- Problem statement -
The entries below should appear again in your reply, word for word.

Start of Source information

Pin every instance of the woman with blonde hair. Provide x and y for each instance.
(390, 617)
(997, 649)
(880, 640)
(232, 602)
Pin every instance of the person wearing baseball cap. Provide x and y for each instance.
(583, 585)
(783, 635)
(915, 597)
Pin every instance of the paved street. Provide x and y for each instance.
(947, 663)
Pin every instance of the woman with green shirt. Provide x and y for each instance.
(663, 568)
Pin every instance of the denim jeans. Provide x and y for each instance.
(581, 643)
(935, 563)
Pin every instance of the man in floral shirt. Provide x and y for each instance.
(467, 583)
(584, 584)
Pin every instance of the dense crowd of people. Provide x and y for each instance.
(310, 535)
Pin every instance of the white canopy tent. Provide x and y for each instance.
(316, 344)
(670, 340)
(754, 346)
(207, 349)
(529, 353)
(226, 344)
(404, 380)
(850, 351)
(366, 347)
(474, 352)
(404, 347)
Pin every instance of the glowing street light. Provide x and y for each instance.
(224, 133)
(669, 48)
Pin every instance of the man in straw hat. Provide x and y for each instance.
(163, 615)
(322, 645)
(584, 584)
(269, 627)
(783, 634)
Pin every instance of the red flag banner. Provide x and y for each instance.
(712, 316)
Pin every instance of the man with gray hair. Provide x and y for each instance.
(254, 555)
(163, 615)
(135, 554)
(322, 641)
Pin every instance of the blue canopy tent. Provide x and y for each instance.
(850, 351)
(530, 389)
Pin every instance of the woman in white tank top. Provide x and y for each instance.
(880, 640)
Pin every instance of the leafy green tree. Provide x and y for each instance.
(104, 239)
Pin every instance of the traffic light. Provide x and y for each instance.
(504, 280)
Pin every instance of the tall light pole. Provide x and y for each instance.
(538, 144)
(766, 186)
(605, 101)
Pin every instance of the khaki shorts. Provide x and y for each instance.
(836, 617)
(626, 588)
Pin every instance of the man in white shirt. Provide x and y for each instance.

End of Source information

- Task result -
Pin every instance of the woman with blonde hair. Provide x and y for each instance.
(390, 617)
(997, 649)
(880, 640)
(232, 602)
Pin every instance of the person wearing baseball cap. Provide x and y for each instance.
(583, 585)
(783, 635)
(915, 597)
Pin every instance of the paved street. Provide x and y for each instance.
(947, 663)
Pin every instance of the woman with green shirt. Provide x and y for each instance.
(663, 568)
Pin every instance of the denim jeans. Provide x and y for each instance.
(581, 643)
(935, 563)
Pin every instance of the man in floral shirt. Provide x and y for each instance.
(467, 583)
(584, 584)
Pin every instance of the dense crowd of people. Provide x and y for each instance.
(310, 535)
Pin every instance of the white canopy tent. Provide x and y for each instance.
(316, 344)
(670, 340)
(754, 346)
(207, 349)
(529, 353)
(226, 344)
(404, 380)
(850, 351)
(366, 347)
(474, 352)
(404, 347)
Pin every instance of the glowing street light. Provide x and y for each instance.
(224, 133)
(669, 48)
Pin every instance of the man in straw hat. Provide x and y for each instance.
(163, 615)
(322, 645)
(584, 584)
(269, 627)
(783, 634)
Pin every instance of the red flag banner. Provide x and y for each instance.
(712, 316)
Pin every instance of the man with gray hair. Provide x and y for each instance.
(254, 555)
(163, 615)
(135, 554)
(322, 641)
Pin every instance of the blue canopy tent. Provide x and y for each instance.
(850, 351)
(530, 389)
Pin every instance of the woman in white tank top. Provide x and y for each instance.
(880, 640)
Pin every instance of the leafy green tree. Provide x and y for each instance.
(104, 239)
Pin every instance of the traffic light. Provide x and y for each instance.
(504, 280)
Pin every instance of the tall light pole. Provide x and y for each instance.
(538, 144)
(766, 186)
(605, 101)
Pin every instance of the khaki shorts. Provide x and y for each instance.
(836, 617)
(626, 588)
Pin every instance of the man in white shirt. Provide x and y for each instance.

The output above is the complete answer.